Supplied passage
To answer the question literally. It is not always true that x == x
double zero = 0.0;
double a[] = { 0,0,0,0,0, zero/zero}; // NaN
cout << (a[5] == 5[a] ? "true" : "false") << endl;
prints
false
I just find out this ugly syntax could be "useful", or at least very fun to play with when you want to deal with an array of indexes which refer to positions into the same array. It can replace nested square brackets and make the code more readable !
int a[] = { 2 , 3 , 3 , 2 , 4 };
int s = sizeof a / sizeof *a; // s == 5
for(int i = 0 ; i < s ; ++i) {
cout << a[a[a[i]]] << endl;
// ... is equivalent to ...
cout << i[a][a][a] << endl; // but I prefer this one, it's easier to increase the level of indirection (without loop)
}
Of course, I'm quite sure that there is no use case for that in real code, but I found it interesting anyway :)
Nice question/answers.
Just want to point out that C pointers and arrays are not the same, although in this case the difference is not essential.
Consider the following declarations:
int a[10];
int* p = a;
In a.out, the symbol a is at an address that's the beginning of the array, and symbol p is at an address where a pointer is stored, and the value of the pointer at that memory location is the beginning of the array.

Aim 1
In the forum thread on C array indexing, what does the first code snippet print?
Aim 2
Quote the forum thread on C array indexing from "cout << i[a][a][a]" to "of the array.".
The lines that follow come from a separate source.

Dataset entries

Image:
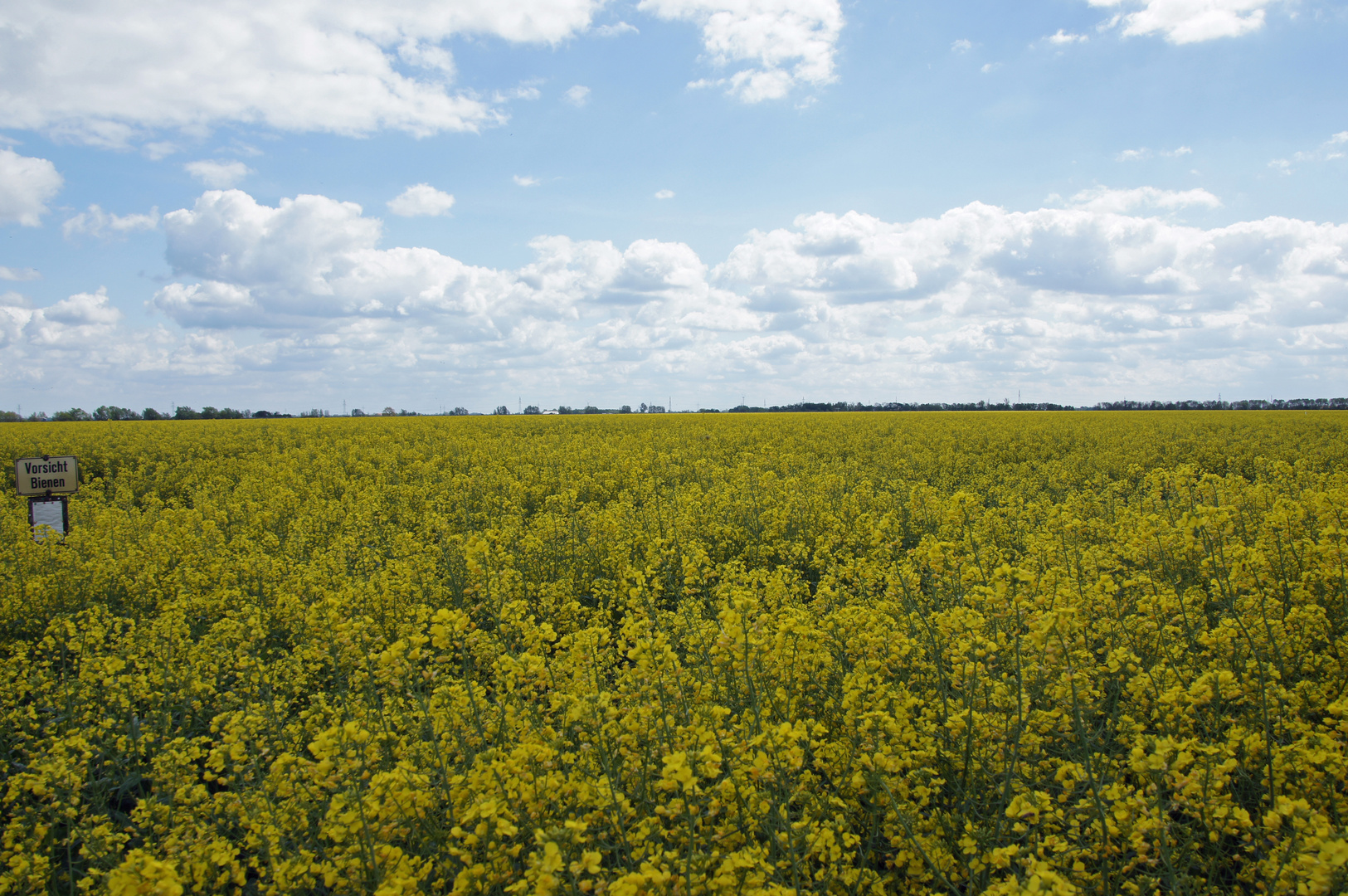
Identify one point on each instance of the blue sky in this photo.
(294, 205)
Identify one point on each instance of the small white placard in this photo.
(47, 514)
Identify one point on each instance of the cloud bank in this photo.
(786, 43)
(105, 71)
(26, 186)
(1108, 294)
(1190, 21)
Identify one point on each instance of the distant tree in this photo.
(114, 412)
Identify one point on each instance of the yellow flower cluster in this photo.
(863, 654)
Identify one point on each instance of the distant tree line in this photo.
(183, 412)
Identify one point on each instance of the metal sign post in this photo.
(46, 481)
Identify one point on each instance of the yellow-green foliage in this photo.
(863, 654)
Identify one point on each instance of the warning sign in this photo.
(46, 475)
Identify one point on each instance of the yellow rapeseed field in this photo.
(844, 654)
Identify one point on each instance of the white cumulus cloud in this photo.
(1188, 21)
(1107, 294)
(1119, 201)
(100, 224)
(26, 186)
(577, 95)
(1104, 294)
(786, 43)
(109, 71)
(421, 200)
(219, 174)
(1143, 153)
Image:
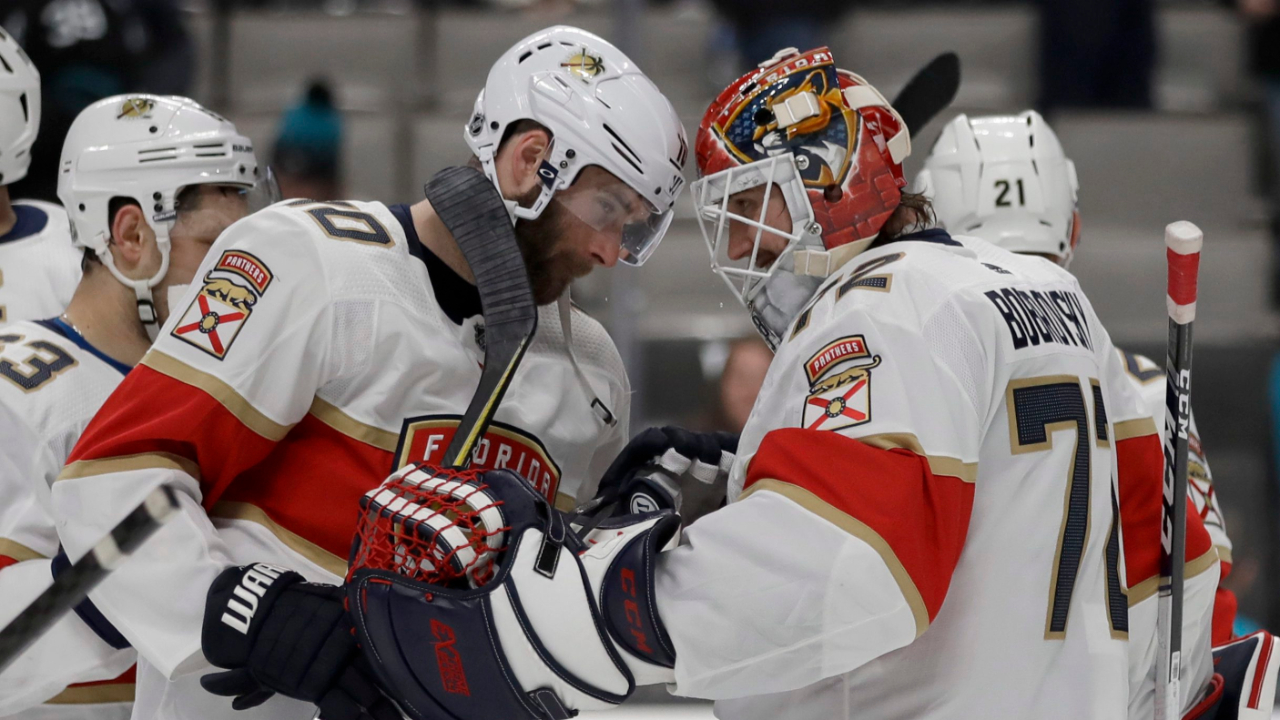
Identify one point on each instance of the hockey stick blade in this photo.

Written answer 1
It prints "false".

Written answer 2
cout << i[a][a][a] << endl; // but I prefer this one, it's easier to increase the level of indirection (without loop)
}
Of course, I'm quite sure that there is no use case for that in real code, but I found it interesting anyway :)
Nice question/answers.
Just want to point out that C pointers and arrays are not the same, although in this case the difference is not essential.
Consider the following declarations:
int a[10];
int* p = a;
In a.out, the symbol a is at an address that's the beginning of the array, and symbol p is at an address where a pointer is stored, and the value of the pointer at that memory location is the beginning of the array.